Transcribe all records, preserving every character.

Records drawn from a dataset
• • •
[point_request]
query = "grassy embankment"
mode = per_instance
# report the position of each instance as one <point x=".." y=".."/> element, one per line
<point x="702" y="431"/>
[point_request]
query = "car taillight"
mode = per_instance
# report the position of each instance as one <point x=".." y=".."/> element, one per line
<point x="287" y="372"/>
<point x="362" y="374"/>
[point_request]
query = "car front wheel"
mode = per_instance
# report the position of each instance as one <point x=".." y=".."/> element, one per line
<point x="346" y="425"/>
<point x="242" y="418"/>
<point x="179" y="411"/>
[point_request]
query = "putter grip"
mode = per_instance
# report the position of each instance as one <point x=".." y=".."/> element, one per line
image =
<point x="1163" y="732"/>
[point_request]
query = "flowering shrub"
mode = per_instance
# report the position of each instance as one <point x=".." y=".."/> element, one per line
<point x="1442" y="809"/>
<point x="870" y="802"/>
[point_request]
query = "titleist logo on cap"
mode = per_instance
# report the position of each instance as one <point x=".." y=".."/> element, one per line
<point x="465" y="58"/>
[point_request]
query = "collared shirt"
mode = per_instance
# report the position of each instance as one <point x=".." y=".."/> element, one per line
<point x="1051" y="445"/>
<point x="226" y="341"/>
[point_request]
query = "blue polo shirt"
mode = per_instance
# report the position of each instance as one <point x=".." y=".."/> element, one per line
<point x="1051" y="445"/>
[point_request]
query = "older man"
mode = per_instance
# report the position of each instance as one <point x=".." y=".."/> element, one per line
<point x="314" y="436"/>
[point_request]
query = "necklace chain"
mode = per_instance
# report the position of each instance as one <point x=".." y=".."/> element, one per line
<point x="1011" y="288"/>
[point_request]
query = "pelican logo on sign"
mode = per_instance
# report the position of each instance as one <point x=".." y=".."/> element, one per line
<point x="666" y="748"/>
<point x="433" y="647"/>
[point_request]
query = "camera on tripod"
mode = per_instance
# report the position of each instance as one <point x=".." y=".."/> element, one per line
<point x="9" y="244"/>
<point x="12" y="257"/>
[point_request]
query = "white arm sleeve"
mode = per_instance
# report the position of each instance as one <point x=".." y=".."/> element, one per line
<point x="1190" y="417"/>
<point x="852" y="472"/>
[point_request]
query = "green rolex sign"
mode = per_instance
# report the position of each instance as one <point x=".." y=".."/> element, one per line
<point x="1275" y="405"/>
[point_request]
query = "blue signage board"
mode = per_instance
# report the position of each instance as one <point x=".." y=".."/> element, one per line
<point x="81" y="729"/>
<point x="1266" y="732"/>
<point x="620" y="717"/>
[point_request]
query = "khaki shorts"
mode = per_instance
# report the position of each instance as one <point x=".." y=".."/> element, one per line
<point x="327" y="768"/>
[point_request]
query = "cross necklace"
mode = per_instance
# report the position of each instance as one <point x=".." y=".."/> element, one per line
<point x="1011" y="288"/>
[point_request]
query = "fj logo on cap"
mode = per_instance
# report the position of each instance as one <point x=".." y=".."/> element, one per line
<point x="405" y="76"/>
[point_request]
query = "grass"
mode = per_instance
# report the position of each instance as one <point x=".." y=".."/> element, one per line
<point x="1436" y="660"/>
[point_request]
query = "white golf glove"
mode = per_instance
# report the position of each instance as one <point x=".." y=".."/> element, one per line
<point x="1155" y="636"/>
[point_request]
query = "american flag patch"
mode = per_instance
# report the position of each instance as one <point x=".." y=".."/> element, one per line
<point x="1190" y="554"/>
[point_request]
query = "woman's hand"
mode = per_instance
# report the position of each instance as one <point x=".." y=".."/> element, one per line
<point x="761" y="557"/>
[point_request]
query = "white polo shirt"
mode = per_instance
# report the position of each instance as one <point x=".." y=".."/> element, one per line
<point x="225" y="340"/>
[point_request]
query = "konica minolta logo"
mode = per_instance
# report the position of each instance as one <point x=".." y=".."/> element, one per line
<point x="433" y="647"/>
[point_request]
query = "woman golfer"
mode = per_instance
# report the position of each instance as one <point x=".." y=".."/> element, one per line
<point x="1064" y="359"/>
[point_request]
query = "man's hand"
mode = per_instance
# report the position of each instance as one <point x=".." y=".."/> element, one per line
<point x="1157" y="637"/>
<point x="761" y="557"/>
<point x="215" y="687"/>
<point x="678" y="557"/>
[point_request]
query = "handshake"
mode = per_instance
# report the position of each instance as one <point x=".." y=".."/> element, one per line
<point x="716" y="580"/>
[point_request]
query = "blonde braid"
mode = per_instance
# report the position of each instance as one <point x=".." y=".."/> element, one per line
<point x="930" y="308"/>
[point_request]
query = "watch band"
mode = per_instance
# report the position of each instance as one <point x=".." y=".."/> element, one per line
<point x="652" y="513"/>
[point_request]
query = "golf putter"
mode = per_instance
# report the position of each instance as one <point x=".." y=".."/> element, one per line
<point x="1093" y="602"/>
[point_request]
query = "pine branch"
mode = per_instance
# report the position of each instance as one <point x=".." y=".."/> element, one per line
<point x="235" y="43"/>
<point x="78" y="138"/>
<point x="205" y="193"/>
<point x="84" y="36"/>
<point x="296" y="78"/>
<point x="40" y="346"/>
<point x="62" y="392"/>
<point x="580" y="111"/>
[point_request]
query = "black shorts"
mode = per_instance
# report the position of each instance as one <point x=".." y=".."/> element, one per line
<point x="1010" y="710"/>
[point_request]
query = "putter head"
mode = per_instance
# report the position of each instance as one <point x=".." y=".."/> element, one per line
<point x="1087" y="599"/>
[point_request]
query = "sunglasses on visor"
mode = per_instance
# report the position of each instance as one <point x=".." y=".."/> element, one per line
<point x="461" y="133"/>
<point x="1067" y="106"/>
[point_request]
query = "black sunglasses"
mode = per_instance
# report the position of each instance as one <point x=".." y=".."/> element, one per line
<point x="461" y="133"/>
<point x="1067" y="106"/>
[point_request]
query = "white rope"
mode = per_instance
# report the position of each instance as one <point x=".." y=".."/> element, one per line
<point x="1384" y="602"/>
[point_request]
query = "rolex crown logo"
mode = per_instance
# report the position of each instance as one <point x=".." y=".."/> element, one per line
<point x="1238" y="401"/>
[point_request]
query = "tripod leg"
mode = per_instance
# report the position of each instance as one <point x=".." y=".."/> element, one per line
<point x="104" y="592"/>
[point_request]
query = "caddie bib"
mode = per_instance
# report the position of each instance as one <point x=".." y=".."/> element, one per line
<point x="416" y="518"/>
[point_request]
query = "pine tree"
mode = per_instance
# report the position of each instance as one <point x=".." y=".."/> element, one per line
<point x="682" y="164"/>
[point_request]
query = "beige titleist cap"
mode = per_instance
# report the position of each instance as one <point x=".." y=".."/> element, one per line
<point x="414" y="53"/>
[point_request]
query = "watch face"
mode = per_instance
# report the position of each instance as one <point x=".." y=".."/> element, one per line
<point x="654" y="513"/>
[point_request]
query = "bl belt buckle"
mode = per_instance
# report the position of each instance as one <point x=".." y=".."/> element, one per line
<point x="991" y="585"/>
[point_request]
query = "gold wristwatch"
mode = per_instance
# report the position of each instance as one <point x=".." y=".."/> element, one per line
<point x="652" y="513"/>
• • •
**Exercise result**
[point_request]
query = "grassy embankment"
mode = per_instance
# report the position of each instance as one <point x=".." y=".."/> element, one per line
<point x="702" y="431"/>
[point_request]
query = "car taillight"
mode = per_instance
# report the position of each instance as one <point x=".." y=".."/> element, one per line
<point x="287" y="372"/>
<point x="362" y="374"/>
[point_request]
query = "car front wheel"
mode = per_instance
# report the position of each instance as one <point x=".." y=".."/> element, one per line
<point x="346" y="425"/>
<point x="242" y="418"/>
<point x="179" y="411"/>
[point_request]
query = "putter grip"
mode = per_instance
# report the position of each instance as one <point x=".." y=".."/> element, one per line
image =
<point x="1163" y="732"/>
[point_request]
query = "flowering shrub"
mode = per_instance
# report the position of each instance as one <point x=".." y=".."/> element, one per line
<point x="1442" y="809"/>
<point x="870" y="802"/>
[point_request]
query = "titleist logo on cap"
mode = per_instance
# report the position of each instance as one <point x=".." y=".."/> element, one per line
<point x="465" y="58"/>
[point_request]
query = "collared shirt"
mode = per_instance
# report the position of each instance as one <point x=".." y=".."/> element, one per line
<point x="1051" y="445"/>
<point x="226" y="341"/>
[point_request]
query = "blue polo shirt"
mode = per_instance
# report the position of each instance as one <point x=".." y=".."/> element, one per line
<point x="1051" y="445"/>
[point_request]
query = "older man"
mode = per_instance
# report the position of each instance as one <point x=".." y=".."/> element, one per line
<point x="314" y="436"/>
[point_request]
query = "necklace chain"
mode = per_instance
# report the position of each instance as one <point x=".." y=".."/> element, one per line
<point x="1011" y="288"/>
[point_request]
query = "pelican logo on sign"
mode = per_instance
# report the position of each instance as one <point x=".." y=".."/> element, one per line
<point x="666" y="748"/>
<point x="433" y="647"/>
[point_request]
query = "camera on tripod"
mode = per_instance
# report the position of each instance as one <point x=".." y=".."/> element, one per line
<point x="9" y="244"/>
<point x="12" y="257"/>
[point_request]
query = "white arm sleeve"
mode = per_instance
# report the position of each instance as one <point x=".." y=".."/> element, one per line
<point x="1190" y="417"/>
<point x="852" y="472"/>
[point_request]
query = "green rolex sign"
mode = per_instance
# report the position of each instance as one <point x=".." y=".."/> element, one per line
<point x="1275" y="405"/>
[point_request]
query = "blue signage board"
mode = per_instance
# report the position of each instance as one <point x=".." y=".."/> element, one per line
<point x="81" y="729"/>
<point x="1266" y="732"/>
<point x="620" y="717"/>
[point_request]
query = "khaki shorts"
mode = per_instance
# report the position of each instance as one <point x=".." y=".."/> element, one per line
<point x="327" y="768"/>
[point_request]
query = "cross necklace"
mode = per_instance
# report the position of each instance as one <point x=".." y=".."/> element, one per line
<point x="1011" y="288"/>
[point_request]
query = "fj logo on cap"
mode = per_instance
# report the position of each instance as one <point x=".." y=".."/> element, one per line
<point x="405" y="76"/>
[point_request]
query = "grass"
mode = per_instance
# report the position of each instance as one <point x=".." y=".."/> element, one per line
<point x="1436" y="660"/>
[point_request]
query = "white golf glove"
mode = per_instance
# report the position of each instance as one <point x=".." y=".."/> element, one per line
<point x="1155" y="636"/>
[point_request]
query = "american flag patch"
mode = per_instance
# report the position of each instance as one <point x=".." y=".."/> element, one per line
<point x="1190" y="554"/>
[point_request]
query = "woman's hand"
mode = per_instance
# report the position of each instance as one <point x=".." y=".."/> element, one per line
<point x="761" y="557"/>
[point_request]
query = "white polo shirt"
mode = per_instance
# report the position of each instance as one <point x=".." y=".."/> element, one per line
<point x="225" y="340"/>
[point_request]
query = "konica minolta logo"
mode = per_instance
# report the position of each instance as one <point x=".." y=".."/> element, one per line
<point x="433" y="647"/>
[point_request]
query = "woman golfer"
mode = per_instance
# report the position of each instance as one <point x=".." y=".."/> element, one per line
<point x="1064" y="359"/>
[point_request]
query = "man's hand"
mode = per_instance
# report the position of each instance as one <point x=".." y=".."/> element, one per line
<point x="1157" y="637"/>
<point x="761" y="557"/>
<point x="215" y="687"/>
<point x="678" y="557"/>
[point_request]
query = "handshake"
mode = per_instance
# report the position of each instance as one <point x=".." y=".."/> element, one per line
<point x="716" y="580"/>
[point_request]
query = "blonde braid"
mode = per_instance
# report the position of each instance as one <point x=".." y=".."/> element, one per line
<point x="930" y="308"/>
[point_request]
query = "watch band"
mode = per_instance
# report the position of each instance as one <point x=".." y=".."/> element, one per line
<point x="652" y="513"/>
[point_request]
query = "golf putter"
mode = per_instance
# report the position of each instance as one <point x=".." y=".."/> element, one per line
<point x="1093" y="602"/>
[point_request]
query = "pine branch"
mode = per_instance
# report the position of each instance as one <point x=".." y=".."/> element, one per line
<point x="235" y="43"/>
<point x="78" y="138"/>
<point x="205" y="193"/>
<point x="84" y="36"/>
<point x="296" y="78"/>
<point x="40" y="346"/>
<point x="62" y="392"/>
<point x="580" y="111"/>
[point_request]
query = "black shorts"
mode = per_instance
# report the position of each instance as one <point x=".." y=".."/> element, one per line
<point x="1010" y="710"/>
[point_request]
query = "putter head"
mode = per_instance
# report the position of each instance as one <point x=".." y=".."/> element, one per line
<point x="1087" y="599"/>
[point_request]
query = "sunglasses on visor"
mode = per_instance
# report the position of each instance as one <point x=".." y=".."/> element, one per line
<point x="461" y="133"/>
<point x="1067" y="106"/>
[point_request]
query = "black sunglasses"
mode = per_instance
# report the position of each instance as one <point x=".." y=".."/> element, one per line
<point x="461" y="133"/>
<point x="1067" y="106"/>
[point_request]
query = "white rope"
mode = per_instance
# report the position of each instance as one <point x=".." y=".."/> element, one per line
<point x="1384" y="602"/>
[point_request]
query = "rolex crown logo"
mode = per_instance
# report the position of each instance as one <point x=".." y=".."/> element, one per line
<point x="1238" y="401"/>
[point_request]
query = "tripod leg"
mode = per_instance
# report the position of each instance as one <point x=".." y=".."/> element, one per line
<point x="104" y="592"/>
[point_request]
query = "caddie bib"
mode = per_instance
# report the position of each instance as one <point x=".." y=".."/> element, one per line
<point x="416" y="518"/>
[point_request]
query = "pine tree"
mode = per_instance
# report the position of each instance as one <point x=".." y=".."/> element, one per line
<point x="682" y="164"/>
[point_request]
query = "beige titleist cap"
mode = per_instance
# report the position of each instance as one <point x=".." y=".."/> element, one per line
<point x="414" y="53"/>
[point_request]
query = "watch face"
mode = per_instance
# report the position of each instance as one <point x=".." y=".."/> element, one per line
<point x="654" y="513"/>
[point_request]
query = "bl belt buckle"
mode = per_instance
# report the position of each instance as one <point x=".." y=".."/> element, one per line
<point x="991" y="585"/>
[point_request]
query = "gold wristwatch"
mode = per_instance
# report the position of each instance as one <point x=".." y=".."/> element, one per line
<point x="652" y="513"/>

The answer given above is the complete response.